## Exercise brief
Repeat the material below exactly, line for line.

———

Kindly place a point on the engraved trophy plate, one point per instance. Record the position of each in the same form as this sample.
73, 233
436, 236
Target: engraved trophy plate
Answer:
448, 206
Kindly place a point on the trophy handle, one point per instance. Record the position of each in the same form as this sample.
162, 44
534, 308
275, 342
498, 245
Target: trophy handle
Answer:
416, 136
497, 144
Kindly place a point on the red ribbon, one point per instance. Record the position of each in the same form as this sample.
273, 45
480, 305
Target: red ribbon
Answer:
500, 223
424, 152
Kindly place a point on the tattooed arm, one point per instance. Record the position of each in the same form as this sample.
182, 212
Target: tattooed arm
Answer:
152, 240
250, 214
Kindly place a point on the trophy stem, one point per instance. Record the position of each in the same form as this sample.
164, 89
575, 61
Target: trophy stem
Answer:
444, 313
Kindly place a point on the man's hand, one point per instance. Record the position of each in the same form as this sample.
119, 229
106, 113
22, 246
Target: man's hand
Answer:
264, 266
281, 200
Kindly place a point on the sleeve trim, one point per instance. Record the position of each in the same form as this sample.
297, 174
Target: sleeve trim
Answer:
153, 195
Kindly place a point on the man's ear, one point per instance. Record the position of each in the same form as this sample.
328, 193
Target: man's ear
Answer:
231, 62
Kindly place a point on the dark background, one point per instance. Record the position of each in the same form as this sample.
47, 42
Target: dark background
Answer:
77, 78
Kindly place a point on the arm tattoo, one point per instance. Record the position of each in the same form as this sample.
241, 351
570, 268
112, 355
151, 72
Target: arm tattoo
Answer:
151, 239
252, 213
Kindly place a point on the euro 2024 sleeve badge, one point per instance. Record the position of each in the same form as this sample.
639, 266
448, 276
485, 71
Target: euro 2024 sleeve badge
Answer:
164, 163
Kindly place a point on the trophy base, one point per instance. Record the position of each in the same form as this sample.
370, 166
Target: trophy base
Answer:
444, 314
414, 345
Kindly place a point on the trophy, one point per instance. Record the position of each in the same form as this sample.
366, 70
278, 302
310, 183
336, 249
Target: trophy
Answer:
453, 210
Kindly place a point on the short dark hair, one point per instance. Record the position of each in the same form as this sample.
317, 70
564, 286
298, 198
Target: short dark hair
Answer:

———

## Task solution
Kindly place a point on the engraved trophy plate, one point per instance. Record the position of each in the same form as this sample.
73, 233
436, 236
Target: engraved trophy plate
Answer:
448, 206
Kindly place a point on the trophy handle, one point per instance. Record the position of each in the same form as this sample.
162, 44
534, 308
275, 342
498, 245
Target: trophy handle
Answer:
416, 136
497, 144
Kindly place a point on the red ribbon, one point per instance. Record the position of each in the same form as this sample.
273, 45
480, 305
Target: red ribbon
Answer:
500, 223
424, 152
Kindly place a point on the tattooed arm, one point per instance. Record the position of each in the same form as this sample.
182, 212
Target: tattooed arm
Answer:
152, 240
250, 214
Kindly place a point on the trophy stem, one point per instance. Record the position of each in the same form as this sample.
164, 89
575, 61
Target: trophy stem
Answer:
444, 313
Kindly place a point on the man's hand, one point per instance. Record the position of each in the same form as this sample.
119, 229
106, 113
22, 246
Target: man's hand
Answer:
264, 266
281, 200
Kindly place a point on the sleeve trim, one point per instance. Record the position of each in the same form as this sample.
297, 174
Target: sleeve trim
Answer:
153, 195
Kindly place a point on the man's ear, one point per instance. Record the position of each in the same form as this sample.
328, 193
Target: man's ear
Answer:
231, 62
Kindly place a point on the dark background, one point per instance. Record the position of each in the same form as this sample.
47, 42
Target: dark background
Answer:
77, 78
Kindly place a point on the arm tattoo, one point per instance. Record the position of each in the same form as this sample.
241, 351
570, 268
112, 355
151, 72
Target: arm tattoo
Answer:
151, 239
252, 213
Kindly place a point on the euro 2024 sleeve badge, one point per instance. Record the position of each in the same form as this sample.
639, 266
448, 276
485, 71
Target: euro 2024 sleeve badge
Answer:
164, 163
Kindly place a point on the trophy base, one point per instance. Record the position of each in the same form as this sample.
370, 166
Target: trophy base
Answer:
444, 314
414, 345
Kindly place a point on the trophy, one point per instance. Record the position of each in the same form as this sample.
366, 70
278, 302
310, 183
336, 249
Target: trophy
Answer:
453, 210
Kindly place a point on the short dark hair, one point per instance. Record the position of each in the same form as this sample.
317, 70
564, 286
298, 198
Target: short dark hair
Answer:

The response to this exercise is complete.